Nem todo herói usa capa. Alguns usam um chicote, um chapéu, uma pistola, e… um livro de história. Em 1981, os cineastas George Lucas e Steven Spielberg — sendo o primeiro, produtor e roteirista, e o segundo, diretor do longa — apresentaram ao mundo um personagem um tanto diferente de todos os outros que já haviam feito. Todavia o filme era hollywoodiano ao extremo: o protagonista era interpretado por Harrison Ford, galã do momento, sua companheira era uma mulher belíssima e corajosa — aliás, há um interesse amoroso para cada um dos filmes — e as coisas mais maravilhosas e terríveis acontecem nessa aventura tomada por ação do começo ao fim. Só poderíamos estar nos referindo a ele, o arqueólogo mais famoso do cinema estadunidense: Indiana Jones. 

A trama do primeiro filme conta a busca de Indy pela lendária Arca Perdida, aquela que é conhecida por ter abrigado as tábuas dos Dez Mandamentos, enviadas por Deus, de acordo com o que é narrado no Antigo Testamento da Bíblia. O motivo da busca? O serviço secreto dos Estados Unidos o convoca para impedir que os nazistas encontrem a Arca, a qual acredita-se que poderá conceder um poder inimaginável a quem a detenha. Juntos, os elementos principais de Indiana Jones e os caçadores da arca perdida (Indiana Jones: The raiders of the lost ark) se organizam numa fórmula que se repetirá não somente nos próximos filmes da franquia, mas em inúmeras outras obras ao longo das décadas. Por exemplo, o filme A múmia (The mummy), de 1999, e a franquia de jogos Tomb Raider

Dentre os elementos mais importantes de Indiana Jones, é preciso citar, primeiramente, que não é um simples filme de ação. Para isso, é importante relembrar as principais mentes que deram origem aos filmes: George Lucas era conhecido por Star Wars, a franquia de sucesso estrondoso, iniciada em 1977 com Uma nova esperança (Star Wars: A new hope), também protagonizada por Harrison Ford. Já Spielberg lançou em 1975 o longa Tubarão (Jaws), e em 1977, o longa Contatos imediatos de terceiro grau (Close encounters of the third kind). Sobretudo essas três obras tornaram os nomes Lucas e Spielberg famosos. Sendo assim, eles começaram com histórias de ficção científica.

INSTRUÇÃO ESCRITA 1 | Reproduza, sem mudar nada, o trecho do texto sobre Indiana Jones que começa com as palavras "Nem todo herói" e termina com "estadunidense: Indiana Jones.".

REGISTROS SALVOS |

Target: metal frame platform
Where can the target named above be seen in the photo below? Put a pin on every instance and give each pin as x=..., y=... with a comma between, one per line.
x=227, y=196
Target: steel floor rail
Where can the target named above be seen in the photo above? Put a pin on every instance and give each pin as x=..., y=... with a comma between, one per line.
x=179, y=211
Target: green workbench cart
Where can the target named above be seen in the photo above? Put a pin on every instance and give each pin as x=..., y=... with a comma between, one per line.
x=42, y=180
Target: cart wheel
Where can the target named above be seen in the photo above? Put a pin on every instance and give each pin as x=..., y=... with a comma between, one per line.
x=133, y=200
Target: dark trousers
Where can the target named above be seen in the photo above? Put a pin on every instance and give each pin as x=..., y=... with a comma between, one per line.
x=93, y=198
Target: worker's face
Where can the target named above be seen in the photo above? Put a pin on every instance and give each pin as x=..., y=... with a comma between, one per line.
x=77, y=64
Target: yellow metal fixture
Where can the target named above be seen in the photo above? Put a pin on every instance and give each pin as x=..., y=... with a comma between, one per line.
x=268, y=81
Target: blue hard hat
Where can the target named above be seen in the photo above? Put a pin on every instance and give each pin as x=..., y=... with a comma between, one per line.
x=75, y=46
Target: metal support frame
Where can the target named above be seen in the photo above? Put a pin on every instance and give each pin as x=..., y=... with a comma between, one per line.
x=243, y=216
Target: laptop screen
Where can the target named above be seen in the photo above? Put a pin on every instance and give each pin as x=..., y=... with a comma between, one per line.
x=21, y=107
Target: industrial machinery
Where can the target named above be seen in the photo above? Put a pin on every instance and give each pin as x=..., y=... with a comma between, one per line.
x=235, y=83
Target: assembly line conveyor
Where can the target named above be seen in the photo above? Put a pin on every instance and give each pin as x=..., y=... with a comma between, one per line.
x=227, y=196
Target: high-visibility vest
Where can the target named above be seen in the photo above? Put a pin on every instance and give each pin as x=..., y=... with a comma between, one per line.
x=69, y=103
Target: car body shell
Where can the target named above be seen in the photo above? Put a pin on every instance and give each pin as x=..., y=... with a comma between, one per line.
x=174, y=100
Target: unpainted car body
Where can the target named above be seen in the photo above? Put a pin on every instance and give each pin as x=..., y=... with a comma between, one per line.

INSTRUÇÃO ESCRITA 2 | Some -148 a cada coordenada das respostas nos registros, do início deles até a linha que contém "x=179, y=211", inclusive. Escreva de novo só essas linhas, com os pedidos também.

RESULTADO 1 |
Nem todo herói usa capa. Alguns usam um chicote, um chapéu, uma pistola, e… um livro de história. Em 1981, os cineastas George Lucas e Steven Spielberg — sendo o primeiro, produtor e roteirista, e o segundo, diretor do longa — apresentaram ao mundo um personagem um tanto diferente de todos os outros que já haviam feito. Todavia o filme era hollywoodiano ao extremo: o protagonista era interpretado por Harrison Ford, galã do momento, sua companheira era uma mulher belíssima e corajosa — aliás, há um interesse amoroso para cada um dos filmes — e as coisas mais maravilhosas e terríveis acontecem nessa aventura tomada por ação do começo ao fim. Só poderíamos estar nos referindo a ele, o arqueólogo mais famoso do cinema estadunidense: Indiana Jones.

RESULTADO 2 |
Target: metal frame platform
Where can the target named above be seen in the photo below? Put a pin on every instance and give each pin as x=..., y=... with a comma between, one per line.
x=79, y=48
Target: steel floor rail
Where can the target named above be seen in the photo above? Put a pin on every instance and give each pin as x=..., y=... with a comma between, one per line.
x=31, y=63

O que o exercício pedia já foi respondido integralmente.